═══ MATERIAL FOR THIS EXERCISE ═══

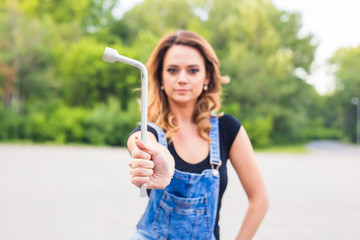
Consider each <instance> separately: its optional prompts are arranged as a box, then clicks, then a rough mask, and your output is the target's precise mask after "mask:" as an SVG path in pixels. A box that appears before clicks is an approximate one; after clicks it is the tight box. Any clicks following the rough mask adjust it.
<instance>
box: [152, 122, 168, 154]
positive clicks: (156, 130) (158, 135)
mask: <svg viewBox="0 0 360 240" xmlns="http://www.w3.org/2000/svg"><path fill="white" fill-rule="evenodd" d="M147 124H148V126H150V127H152V128H154V129H155V130H156V133H157V135H158V142H159V143H160V144H161V145H163V146H164V147H166V148H167V140H166V138H165V133H164V131H163V130H162V129H161V128H160V127H159V126H158V125H156V124H154V123H152V122H148V123H147Z"/></svg>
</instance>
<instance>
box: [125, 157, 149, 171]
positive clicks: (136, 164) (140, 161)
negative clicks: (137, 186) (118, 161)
mask: <svg viewBox="0 0 360 240" xmlns="http://www.w3.org/2000/svg"><path fill="white" fill-rule="evenodd" d="M129 166H130V167H131V168H147V169H153V168H154V166H155V164H154V162H153V161H149V160H143V159H132V160H131V162H130V163H129Z"/></svg>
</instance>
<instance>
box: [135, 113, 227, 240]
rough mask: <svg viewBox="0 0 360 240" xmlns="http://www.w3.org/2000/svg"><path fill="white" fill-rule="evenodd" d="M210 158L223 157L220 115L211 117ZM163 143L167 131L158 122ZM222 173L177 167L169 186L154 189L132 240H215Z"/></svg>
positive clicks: (219, 160)
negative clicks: (182, 169) (219, 176)
mask: <svg viewBox="0 0 360 240" xmlns="http://www.w3.org/2000/svg"><path fill="white" fill-rule="evenodd" d="M210 123H211V125H212V129H211V132H210V139H211V144H210V159H214V162H219V161H220V152H219V149H220V146H219V133H218V118H216V117H212V119H211V121H210ZM149 125H150V126H151V127H153V128H154V129H156V131H157V134H158V139H159V142H160V143H161V144H163V145H164V146H166V147H167V142H166V139H165V137H164V136H165V134H164V132H163V131H162V130H161V129H160V128H159V127H157V126H156V125H154V124H149ZM220 162H221V161H220ZM219 183H220V177H219V176H214V175H213V173H212V170H211V169H206V170H204V171H203V172H202V173H201V174H197V173H188V172H182V171H179V170H177V169H175V173H174V176H173V179H172V180H171V183H170V184H169V186H167V187H166V188H165V189H152V190H151V193H150V197H149V198H150V199H149V203H148V206H147V208H146V210H145V213H144V214H143V216H142V218H141V220H140V222H139V223H138V225H137V228H136V229H135V231H134V233H133V235H132V237H131V240H143V239H144V240H155V239H156V240H167V239H173V240H187V239H189V240H190V239H191V240H205V239H206V240H210V239H211V240H212V239H215V236H214V228H215V219H216V213H217V206H218V198H219Z"/></svg>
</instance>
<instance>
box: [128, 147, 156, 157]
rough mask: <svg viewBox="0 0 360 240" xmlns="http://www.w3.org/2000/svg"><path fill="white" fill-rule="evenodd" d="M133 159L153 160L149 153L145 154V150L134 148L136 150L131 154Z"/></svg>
mask: <svg viewBox="0 0 360 240" xmlns="http://www.w3.org/2000/svg"><path fill="white" fill-rule="evenodd" d="M131 156H132V158H139V159H147V160H150V159H151V155H150V154H149V153H146V152H144V151H143V150H140V149H139V148H134V150H133V151H132V153H131Z"/></svg>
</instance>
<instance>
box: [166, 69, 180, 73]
mask: <svg viewBox="0 0 360 240" xmlns="http://www.w3.org/2000/svg"><path fill="white" fill-rule="evenodd" d="M167 71H168V72H169V73H171V74H175V73H177V72H178V70H177V69H176V68H168V69H167Z"/></svg>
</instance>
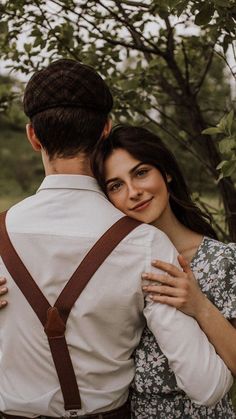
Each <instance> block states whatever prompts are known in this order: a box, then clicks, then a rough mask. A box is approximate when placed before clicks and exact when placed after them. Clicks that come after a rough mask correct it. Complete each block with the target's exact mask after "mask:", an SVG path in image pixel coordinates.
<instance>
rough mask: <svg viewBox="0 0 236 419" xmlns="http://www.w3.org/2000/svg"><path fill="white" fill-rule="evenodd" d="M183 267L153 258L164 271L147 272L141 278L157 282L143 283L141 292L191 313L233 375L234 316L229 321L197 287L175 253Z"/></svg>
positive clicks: (233, 356)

═══

● WHAT IS NEEDED
Please copy every entry exactly, without the pictures.

● OUTPUT FOR THIS TASK
Consider each <instance> separately: its optional prompts are arranged as a box, then clicks, then a rough mask, and your output is the target's precise mask after "mask:" as an SVG path in pixels. A box that appears before clicks is an approximate one; after clicks it is the tight box. Any clicks following the rough mask adjust it.
<instance>
box: [152, 122, 168, 154]
positive clicks: (156, 130) (158, 135)
mask: <svg viewBox="0 0 360 240" xmlns="http://www.w3.org/2000/svg"><path fill="white" fill-rule="evenodd" d="M147 124H148V126H150V127H152V128H154V129H155V130H156V133H157V135H158V142H159V143H160V144H161V145H163V146H164V147H166V148H167V140H166V138H165V133H164V131H163V130H162V129H161V128H160V127H159V126H158V125H156V124H154V123H152V122H148V123H147Z"/></svg>
</instance>
<instance>
box: [125, 157, 149, 171]
positive clicks: (136, 164) (140, 161)
negative clicks: (137, 186) (118, 161)
mask: <svg viewBox="0 0 360 240" xmlns="http://www.w3.org/2000/svg"><path fill="white" fill-rule="evenodd" d="M129 166H130V167H131V168H147V169H153V168H154V166H155V164H154V162H153V161H149V160H143V159H132V160H131V162H130V163H129Z"/></svg>
</instance>
<instance>
box: [135, 113, 227, 240]
rough mask: <svg viewBox="0 0 360 240" xmlns="http://www.w3.org/2000/svg"><path fill="white" fill-rule="evenodd" d="M210 158L223 157L220 115L211 117ZM163 143L167 131L158 122ZM222 173L177 167L169 186L154 189L132 240H215Z"/></svg>
positive clicks: (219, 160)
negative clicks: (182, 169) (219, 176)
mask: <svg viewBox="0 0 360 240" xmlns="http://www.w3.org/2000/svg"><path fill="white" fill-rule="evenodd" d="M210 123H211V125H212V129H211V132H210V139H211V144H210V159H214V162H219V161H220V152H219V149H220V146H219V133H218V118H216V117H212V119H211V121H210ZM149 125H150V126H151V127H153V128H154V129H156V131H157V134H158V139H159V142H160V143H161V144H163V145H164V146H166V147H167V142H166V139H165V137H164V136H165V134H164V132H163V131H162V130H161V129H160V128H159V127H157V126H156V125H154V124H149ZM220 162H221V161H220ZM219 183H220V177H219V176H214V175H213V173H212V170H211V169H206V170H204V171H203V172H202V173H201V174H197V173H188V172H182V171H179V170H177V169H175V173H174V176H173V179H172V180H171V183H170V184H169V186H167V187H166V188H165V189H152V190H151V193H150V197H149V198H150V199H149V203H148V206H147V208H146V210H145V213H144V214H143V216H142V218H141V220H140V222H139V223H138V225H137V228H136V229H135V231H134V233H133V235H132V237H131V240H143V239H144V240H155V239H156V240H167V239H173V240H187V239H189V240H190V239H191V240H205V239H206V240H210V239H211V240H212V239H215V236H214V228H215V219H216V213H217V206H218V198H219Z"/></svg>
</instance>
<instance>
box: [128, 147, 156, 157]
rough mask: <svg viewBox="0 0 360 240" xmlns="http://www.w3.org/2000/svg"><path fill="white" fill-rule="evenodd" d="M133 159L153 160L149 153L145 154V150L134 148L136 150L131 154Z"/></svg>
mask: <svg viewBox="0 0 360 240" xmlns="http://www.w3.org/2000/svg"><path fill="white" fill-rule="evenodd" d="M131 156H132V158H139V159H147V160H150V159H151V155H150V154H149V153H146V152H144V151H143V150H140V149H139V148H134V150H133V151H132V153H131Z"/></svg>
</instance>
<instance>
box: [166, 69, 180, 73]
mask: <svg viewBox="0 0 360 240" xmlns="http://www.w3.org/2000/svg"><path fill="white" fill-rule="evenodd" d="M167 71H168V72H169V73H171V74H175V73H177V72H178V70H177V69H176V68H168V69H167Z"/></svg>
</instance>
Each <instance> block states whatever prompts are known in this order: a box, then clicks, then a rough mask. A box is approximate when placed before clicks and exact when placed after them. Clicks that come after a rough mask correct it. Complete each block with the target's exact mask after "mask:", an SVG path in image pixel coordinates.
<instance>
rough mask: <svg viewBox="0 0 236 419" xmlns="http://www.w3.org/2000/svg"><path fill="white" fill-rule="evenodd" d="M183 267L153 258L164 271L147 272L141 278L157 282L143 283L141 292L191 313L233 375L234 316L229 321L197 287L175 253Z"/></svg>
positive clicks: (233, 356)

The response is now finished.